■ INSTRUCTIONS FOR THE TASK: The records that follow must be printed exactly as they are.

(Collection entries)
▽

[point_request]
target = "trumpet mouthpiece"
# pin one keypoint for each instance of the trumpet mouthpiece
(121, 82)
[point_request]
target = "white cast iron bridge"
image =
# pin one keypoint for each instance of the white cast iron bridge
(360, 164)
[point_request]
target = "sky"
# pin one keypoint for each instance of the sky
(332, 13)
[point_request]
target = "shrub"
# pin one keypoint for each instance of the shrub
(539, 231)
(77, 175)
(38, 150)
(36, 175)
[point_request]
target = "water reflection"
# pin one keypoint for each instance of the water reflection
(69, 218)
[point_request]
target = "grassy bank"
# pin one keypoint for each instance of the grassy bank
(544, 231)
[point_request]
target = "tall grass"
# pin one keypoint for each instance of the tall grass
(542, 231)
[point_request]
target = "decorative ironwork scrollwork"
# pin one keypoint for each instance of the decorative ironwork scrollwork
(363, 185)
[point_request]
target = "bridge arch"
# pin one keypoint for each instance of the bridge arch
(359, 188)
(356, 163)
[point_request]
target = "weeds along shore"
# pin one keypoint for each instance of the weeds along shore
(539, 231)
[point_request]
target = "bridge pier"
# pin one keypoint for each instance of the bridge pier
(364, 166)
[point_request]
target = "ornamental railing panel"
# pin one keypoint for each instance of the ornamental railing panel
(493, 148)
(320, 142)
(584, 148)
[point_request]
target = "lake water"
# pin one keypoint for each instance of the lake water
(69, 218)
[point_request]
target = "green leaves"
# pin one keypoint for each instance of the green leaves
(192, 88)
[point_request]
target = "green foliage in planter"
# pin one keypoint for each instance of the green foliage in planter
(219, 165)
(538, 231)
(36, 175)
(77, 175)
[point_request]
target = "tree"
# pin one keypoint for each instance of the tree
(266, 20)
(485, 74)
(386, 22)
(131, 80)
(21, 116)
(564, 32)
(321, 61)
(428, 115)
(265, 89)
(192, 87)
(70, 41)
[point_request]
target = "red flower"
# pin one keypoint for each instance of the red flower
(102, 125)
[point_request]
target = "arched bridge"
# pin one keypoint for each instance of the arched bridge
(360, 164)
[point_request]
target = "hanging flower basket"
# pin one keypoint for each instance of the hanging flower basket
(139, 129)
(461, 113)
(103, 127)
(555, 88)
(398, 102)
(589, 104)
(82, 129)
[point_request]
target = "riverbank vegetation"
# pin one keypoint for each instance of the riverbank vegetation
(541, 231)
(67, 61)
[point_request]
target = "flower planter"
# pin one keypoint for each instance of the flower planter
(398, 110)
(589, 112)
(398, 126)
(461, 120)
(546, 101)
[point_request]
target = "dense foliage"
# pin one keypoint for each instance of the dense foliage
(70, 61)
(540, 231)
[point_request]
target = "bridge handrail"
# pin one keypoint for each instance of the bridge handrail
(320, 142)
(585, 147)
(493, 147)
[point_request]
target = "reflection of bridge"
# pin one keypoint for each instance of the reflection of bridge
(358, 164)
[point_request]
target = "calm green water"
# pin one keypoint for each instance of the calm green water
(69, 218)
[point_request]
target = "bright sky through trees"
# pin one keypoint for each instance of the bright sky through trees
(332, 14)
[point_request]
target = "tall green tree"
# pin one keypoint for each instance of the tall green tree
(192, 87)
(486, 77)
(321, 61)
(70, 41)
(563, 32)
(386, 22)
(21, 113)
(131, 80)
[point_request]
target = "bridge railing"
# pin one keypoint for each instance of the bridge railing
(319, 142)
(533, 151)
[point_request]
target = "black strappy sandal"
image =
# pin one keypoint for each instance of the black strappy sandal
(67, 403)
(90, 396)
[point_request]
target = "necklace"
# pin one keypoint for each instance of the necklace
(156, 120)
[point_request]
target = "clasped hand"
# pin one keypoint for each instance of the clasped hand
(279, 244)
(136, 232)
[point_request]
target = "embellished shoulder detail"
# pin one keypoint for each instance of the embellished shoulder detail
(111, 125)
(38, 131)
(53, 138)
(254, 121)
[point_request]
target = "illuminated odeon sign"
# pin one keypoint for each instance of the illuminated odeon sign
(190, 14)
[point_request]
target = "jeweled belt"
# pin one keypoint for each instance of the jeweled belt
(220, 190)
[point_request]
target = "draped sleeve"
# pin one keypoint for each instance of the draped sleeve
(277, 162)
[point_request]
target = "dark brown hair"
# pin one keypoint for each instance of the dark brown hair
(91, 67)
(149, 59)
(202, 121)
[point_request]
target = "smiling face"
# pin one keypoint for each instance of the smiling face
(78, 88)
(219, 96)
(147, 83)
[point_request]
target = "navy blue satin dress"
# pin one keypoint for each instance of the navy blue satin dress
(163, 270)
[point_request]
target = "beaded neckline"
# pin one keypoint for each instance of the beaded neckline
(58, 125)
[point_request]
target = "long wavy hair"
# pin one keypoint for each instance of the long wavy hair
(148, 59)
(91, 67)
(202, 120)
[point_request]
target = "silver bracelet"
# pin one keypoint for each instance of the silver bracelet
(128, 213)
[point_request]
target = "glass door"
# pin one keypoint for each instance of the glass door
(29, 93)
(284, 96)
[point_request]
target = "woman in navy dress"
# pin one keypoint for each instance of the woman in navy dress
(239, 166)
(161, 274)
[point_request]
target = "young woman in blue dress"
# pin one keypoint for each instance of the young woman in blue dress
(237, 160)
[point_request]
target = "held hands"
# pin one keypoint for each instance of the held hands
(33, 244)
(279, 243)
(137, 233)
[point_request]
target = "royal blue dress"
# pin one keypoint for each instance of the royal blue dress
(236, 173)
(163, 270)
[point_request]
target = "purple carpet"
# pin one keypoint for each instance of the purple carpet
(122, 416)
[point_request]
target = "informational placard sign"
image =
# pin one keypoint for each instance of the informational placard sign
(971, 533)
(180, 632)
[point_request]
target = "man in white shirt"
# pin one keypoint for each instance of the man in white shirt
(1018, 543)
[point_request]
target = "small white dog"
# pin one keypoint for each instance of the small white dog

△

■ EXERCISE ANSWER:
[point_request]
target = "trumpet mouthpiece"
# pin one keypoint for each instance of the trumpet mouthpiece
(121, 82)
[point_request]
target = "white cast iron bridge"
image =
# pin one keypoint for each instance of the white cast iron bridge
(360, 164)
[point_request]
target = "sky"
# pin one keypoint for each instance of the sky
(332, 13)
[point_request]
target = "shrub"
# pin one keypoint for each instance of the shrub
(539, 231)
(77, 175)
(38, 150)
(36, 175)
[point_request]
target = "water reflection"
# pin one keypoint for each instance of the water reflection
(69, 218)
[point_request]
target = "grassy bank"
# pin one keypoint for each instance of the grassy bank
(544, 231)
[point_request]
target = "tall grass"
# pin one keypoint for each instance of the tall grass
(542, 231)
[point_request]
target = "decorative ironwork scrollwork"
# pin one keypoint for each instance of the decorative ironwork scrollwork
(363, 185)
[point_request]
target = "bridge arch"
# pin one keypoint for each instance of the bridge arch
(359, 188)
(356, 163)
[point_request]
target = "weeds along shore"
# pin one keypoint for each instance of the weeds along shore
(539, 231)
[point_request]
target = "bridge pier"
# pin one keypoint for each instance of the bridge pier
(364, 166)
[point_request]
target = "ornamental railing panel"
# pin one keypoint for each instance of the ornamental railing panel
(493, 148)
(320, 142)
(584, 148)
[point_request]
target = "lake water"
# pin one keypoint for each instance of the lake water
(69, 218)
[point_request]
target = "green leaves"
# pin one keypoint for each instance of the green leaves
(192, 88)
[point_request]
target = "green foliage in planter"
# pin one keypoint for each instance of the green foliage in planter
(219, 165)
(538, 231)
(36, 175)
(77, 175)
[point_request]
target = "tree"
# pin one keypoint for each instance of the tree
(266, 20)
(485, 74)
(386, 22)
(131, 80)
(21, 116)
(564, 32)
(321, 61)
(428, 115)
(265, 89)
(192, 87)
(70, 41)
[point_request]
target = "red flower"
# pin one keypoint for each instance of the red flower
(102, 125)
[point_request]
target = "arched bridge"
# pin one keypoint for each instance of the arched bridge
(360, 164)
[point_request]
target = "hanging flower basket"
# pin one keypoint for each instance of the hanging flower basket
(139, 129)
(461, 113)
(103, 127)
(555, 88)
(398, 102)
(589, 104)
(82, 129)
[point_request]
target = "riverbank vegetation"
# pin one keypoint for each instance of the riverbank vegetation
(541, 231)
(67, 61)
[point_request]
target = "flower planter"
# pin one keypoint for each instance of the flower planter
(398, 110)
(589, 112)
(398, 126)
(461, 120)
(546, 101)
[point_request]
target = "dense foliage"
# pin one keypoint for each instance of the dense foliage
(70, 61)
(540, 231)
[point_request]
target = "bridge handrail"
# pin one keypoint for each instance of the bridge handrail
(320, 142)
(585, 147)
(493, 147)
[point_request]
target = "reflection of bridge"
# pin one keypoint for each instance of the reflection of bridge
(358, 164)
[point_request]
target = "calm green water"
# pin one keypoint for each instance of the calm green water
(69, 218)
[point_request]
target = "bright sky through trees"
# pin one keypoint for each instance of the bright sky through trees
(332, 14)
[point_request]
target = "tall green tree"
# pin one keypoint for each instance of the tall green tree
(192, 87)
(486, 77)
(321, 61)
(70, 41)
(563, 32)
(386, 22)
(21, 113)
(131, 80)
[point_request]
target = "bridge railing"
# pin one keypoint for each instance of the bridge railing
(319, 142)
(533, 151)
[point_request]
target = "black strappy sandal"
image =
# pin one keypoint for each instance of the black strappy sandal
(67, 403)
(90, 396)
[point_request]
target = "necklace"
# pin one keypoint for each instance of the necklace
(156, 120)
[point_request]
target = "clasped hand"
# pin one keypoint for each instance of the clasped hand
(279, 244)
(136, 232)
[point_request]
target = "embellished shoulder detail"
# pin one keypoint for each instance of the embellished shoulder detail
(111, 125)
(38, 131)
(53, 138)
(254, 121)
[point_request]
target = "illuminated odeon sign"
# pin one keypoint for each instance of the illuminated odeon sign
(190, 14)
[point_request]
target = "jeweled belt"
# pin one keypoint for each instance of the jeweled belt
(220, 190)
[point_request]
target = "draped sleeve"
# pin one keypoint for each instance of the draped sleeve
(277, 162)
[point_request]
target = "dark brown hair"
# pin one keypoint for each instance of the dark brown hair
(91, 67)
(149, 59)
(202, 121)
[point_request]
target = "smiling face"
# pin one keypoint for each instance of the smiling face
(78, 88)
(219, 96)
(147, 83)
[point_request]
target = "navy blue satin dress"
# pin one keypoint for each instance of the navy blue satin dress
(163, 270)
[point_request]
target = "beaded neckline"
# pin one keypoint for each instance of the beaded neckline
(58, 125)
[point_request]
target = "long wavy hair"
# pin one keypoint for each instance of the long wavy hair
(148, 59)
(91, 67)
(202, 120)
[point_request]
target = "silver bracelet"
# pin one keypoint for each instance of the silver bracelet
(128, 213)
[point_request]
target = "glass door"
# pin one keypoint for each instance of the glass door
(29, 93)
(284, 96)
[point_request]
target = "woman in navy dress"
# pin one keypoint for each instance of the woman in navy dress
(239, 166)
(161, 274)
[point_request]
target = "young woman in blue dress"
# pin one keypoint for each instance of the young woman in blue dress
(237, 160)
[point_request]
target = "held hands"
# pin one keypoint for each instance of the held hands
(33, 244)
(279, 243)
(137, 233)
[point_request]
target = "royal blue dress"
# pin one keypoint for each instance of the royal blue dress
(236, 173)
(163, 270)
[point_request]
target = "purple carpet"
# pin one keypoint for each instance of the purple carpet
(122, 416)
[point_request]
target = "informational placard sign"
image =
# pin one keypoint for each instance of the informational placard sign
(971, 533)
(180, 632)
[point_request]
target = "man in white shirt"
# pin one keypoint for each instance of the man in white shirt
(1018, 543)
[point_request]
target = "small white dog"
# pin one keypoint for each instance of the small white dog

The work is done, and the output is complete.